DATASET RECORDS:
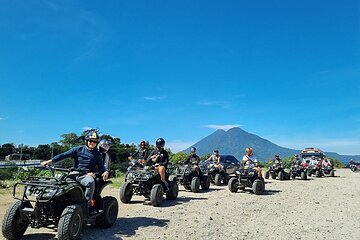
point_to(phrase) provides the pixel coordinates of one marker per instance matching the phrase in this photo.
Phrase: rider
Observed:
(159, 159)
(249, 159)
(326, 163)
(296, 160)
(104, 146)
(142, 153)
(194, 160)
(277, 160)
(86, 158)
(215, 157)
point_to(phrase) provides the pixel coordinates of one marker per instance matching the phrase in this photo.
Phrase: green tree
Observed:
(178, 158)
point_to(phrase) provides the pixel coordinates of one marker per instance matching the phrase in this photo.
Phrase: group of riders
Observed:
(93, 157)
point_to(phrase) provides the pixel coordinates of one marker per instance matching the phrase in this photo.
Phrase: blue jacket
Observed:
(84, 159)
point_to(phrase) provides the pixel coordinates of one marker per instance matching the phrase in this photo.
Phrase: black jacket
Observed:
(162, 159)
(192, 159)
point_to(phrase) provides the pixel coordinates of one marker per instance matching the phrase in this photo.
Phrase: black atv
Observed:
(247, 177)
(191, 180)
(59, 203)
(299, 171)
(217, 174)
(276, 171)
(316, 170)
(144, 181)
(329, 171)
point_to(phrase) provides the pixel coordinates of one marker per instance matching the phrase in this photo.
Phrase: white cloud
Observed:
(340, 146)
(179, 145)
(222, 104)
(223, 127)
(154, 98)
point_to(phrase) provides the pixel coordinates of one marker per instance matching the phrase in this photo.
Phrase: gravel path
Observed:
(319, 208)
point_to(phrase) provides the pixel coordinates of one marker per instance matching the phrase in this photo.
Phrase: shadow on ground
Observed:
(123, 227)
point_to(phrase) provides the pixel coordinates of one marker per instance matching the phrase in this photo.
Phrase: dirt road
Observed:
(319, 208)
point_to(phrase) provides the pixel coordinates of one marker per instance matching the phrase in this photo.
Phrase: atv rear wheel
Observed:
(156, 195)
(195, 184)
(14, 223)
(281, 176)
(126, 192)
(70, 223)
(303, 176)
(174, 190)
(233, 184)
(205, 183)
(273, 175)
(109, 214)
(218, 179)
(258, 186)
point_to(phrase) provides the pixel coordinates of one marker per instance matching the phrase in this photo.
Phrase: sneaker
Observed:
(167, 188)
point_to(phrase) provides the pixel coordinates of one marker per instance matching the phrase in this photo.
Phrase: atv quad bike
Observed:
(276, 171)
(328, 171)
(315, 170)
(217, 174)
(191, 180)
(59, 203)
(247, 177)
(299, 171)
(144, 181)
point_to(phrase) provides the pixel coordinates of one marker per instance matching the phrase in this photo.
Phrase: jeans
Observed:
(89, 183)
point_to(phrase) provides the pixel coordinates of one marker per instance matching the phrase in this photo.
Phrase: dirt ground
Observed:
(319, 208)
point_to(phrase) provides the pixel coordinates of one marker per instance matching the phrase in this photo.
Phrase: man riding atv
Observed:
(194, 160)
(249, 160)
(86, 159)
(142, 153)
(276, 169)
(159, 159)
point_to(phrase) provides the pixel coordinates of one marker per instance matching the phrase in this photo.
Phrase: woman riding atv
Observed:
(86, 158)
(142, 153)
(194, 160)
(215, 158)
(159, 159)
(250, 160)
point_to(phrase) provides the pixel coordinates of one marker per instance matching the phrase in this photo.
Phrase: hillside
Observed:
(235, 140)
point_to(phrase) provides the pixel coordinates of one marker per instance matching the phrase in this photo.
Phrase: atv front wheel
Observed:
(281, 176)
(258, 186)
(14, 223)
(70, 223)
(174, 190)
(205, 183)
(126, 192)
(303, 176)
(156, 195)
(195, 184)
(109, 214)
(218, 179)
(233, 184)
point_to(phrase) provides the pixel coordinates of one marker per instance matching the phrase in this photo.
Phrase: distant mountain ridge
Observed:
(235, 140)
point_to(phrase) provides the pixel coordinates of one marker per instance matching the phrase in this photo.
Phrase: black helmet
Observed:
(160, 143)
(104, 145)
(91, 135)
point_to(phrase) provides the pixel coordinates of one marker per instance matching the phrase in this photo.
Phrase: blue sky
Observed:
(287, 71)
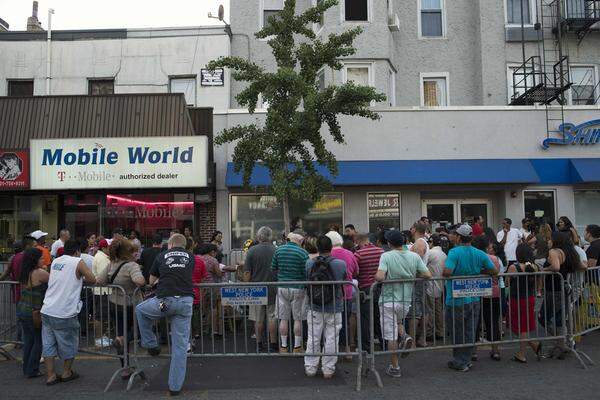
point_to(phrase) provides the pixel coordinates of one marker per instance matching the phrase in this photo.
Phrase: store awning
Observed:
(586, 169)
(411, 172)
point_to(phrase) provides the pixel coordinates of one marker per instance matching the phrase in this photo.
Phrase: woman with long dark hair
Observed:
(564, 260)
(34, 282)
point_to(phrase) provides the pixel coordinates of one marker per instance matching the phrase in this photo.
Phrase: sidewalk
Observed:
(425, 377)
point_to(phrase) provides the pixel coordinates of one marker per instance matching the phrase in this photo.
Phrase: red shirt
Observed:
(367, 258)
(198, 276)
(477, 230)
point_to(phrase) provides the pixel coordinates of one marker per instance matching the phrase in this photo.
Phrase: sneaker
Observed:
(407, 343)
(393, 372)
(456, 367)
(154, 351)
(310, 373)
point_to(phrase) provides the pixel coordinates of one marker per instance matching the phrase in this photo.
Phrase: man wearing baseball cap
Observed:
(40, 238)
(462, 314)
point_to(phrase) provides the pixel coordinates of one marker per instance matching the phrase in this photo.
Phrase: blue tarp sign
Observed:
(471, 287)
(244, 296)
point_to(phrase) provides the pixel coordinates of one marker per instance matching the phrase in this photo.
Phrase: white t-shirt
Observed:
(512, 241)
(55, 246)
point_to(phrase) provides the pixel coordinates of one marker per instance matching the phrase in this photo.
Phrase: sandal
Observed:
(519, 360)
(74, 375)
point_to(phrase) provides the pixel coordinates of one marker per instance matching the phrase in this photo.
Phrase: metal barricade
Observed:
(9, 325)
(471, 311)
(222, 327)
(107, 314)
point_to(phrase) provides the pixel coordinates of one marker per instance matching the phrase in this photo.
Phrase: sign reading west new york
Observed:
(584, 134)
(149, 162)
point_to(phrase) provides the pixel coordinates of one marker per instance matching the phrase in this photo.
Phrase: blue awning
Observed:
(411, 172)
(586, 170)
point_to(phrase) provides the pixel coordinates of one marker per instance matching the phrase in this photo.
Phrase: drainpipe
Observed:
(49, 52)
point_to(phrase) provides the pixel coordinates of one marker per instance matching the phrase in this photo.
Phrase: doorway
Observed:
(446, 212)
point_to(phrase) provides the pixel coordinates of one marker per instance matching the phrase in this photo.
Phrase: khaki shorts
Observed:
(259, 313)
(391, 315)
(291, 303)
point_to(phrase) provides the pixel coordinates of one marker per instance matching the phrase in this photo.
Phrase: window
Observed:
(20, 87)
(587, 209)
(584, 84)
(321, 80)
(432, 18)
(185, 85)
(540, 204)
(317, 27)
(391, 94)
(434, 90)
(269, 8)
(384, 211)
(98, 87)
(513, 12)
(360, 74)
(250, 212)
(517, 84)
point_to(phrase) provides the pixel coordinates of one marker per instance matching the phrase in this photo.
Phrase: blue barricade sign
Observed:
(471, 287)
(244, 296)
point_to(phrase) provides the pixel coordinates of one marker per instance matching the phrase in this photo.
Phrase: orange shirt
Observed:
(45, 255)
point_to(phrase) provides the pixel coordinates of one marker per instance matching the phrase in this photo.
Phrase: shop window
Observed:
(148, 214)
(540, 205)
(356, 10)
(20, 87)
(250, 212)
(97, 87)
(21, 215)
(384, 211)
(587, 209)
(185, 85)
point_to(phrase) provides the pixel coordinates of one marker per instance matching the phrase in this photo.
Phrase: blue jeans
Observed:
(179, 313)
(461, 324)
(32, 347)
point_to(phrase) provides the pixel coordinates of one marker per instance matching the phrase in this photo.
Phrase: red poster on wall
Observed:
(14, 169)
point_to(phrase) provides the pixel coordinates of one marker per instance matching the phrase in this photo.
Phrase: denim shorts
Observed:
(60, 337)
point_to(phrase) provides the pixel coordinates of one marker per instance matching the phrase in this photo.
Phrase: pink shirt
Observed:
(351, 267)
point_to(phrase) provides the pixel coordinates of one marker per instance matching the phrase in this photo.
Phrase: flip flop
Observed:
(74, 375)
(519, 360)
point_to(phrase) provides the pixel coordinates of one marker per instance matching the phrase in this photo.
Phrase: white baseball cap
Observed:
(38, 234)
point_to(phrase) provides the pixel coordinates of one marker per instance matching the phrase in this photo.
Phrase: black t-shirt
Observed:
(174, 269)
(147, 259)
(594, 251)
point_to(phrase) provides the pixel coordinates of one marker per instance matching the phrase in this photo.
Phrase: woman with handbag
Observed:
(34, 282)
(122, 271)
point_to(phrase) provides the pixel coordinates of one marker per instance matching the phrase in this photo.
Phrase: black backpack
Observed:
(321, 295)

WHAT TO PRODUCE: In the records above, find each line with the word "ground" and copy it out.

TASK ANSWER:
Phrase: shadow on ground
Phrase: dirt ground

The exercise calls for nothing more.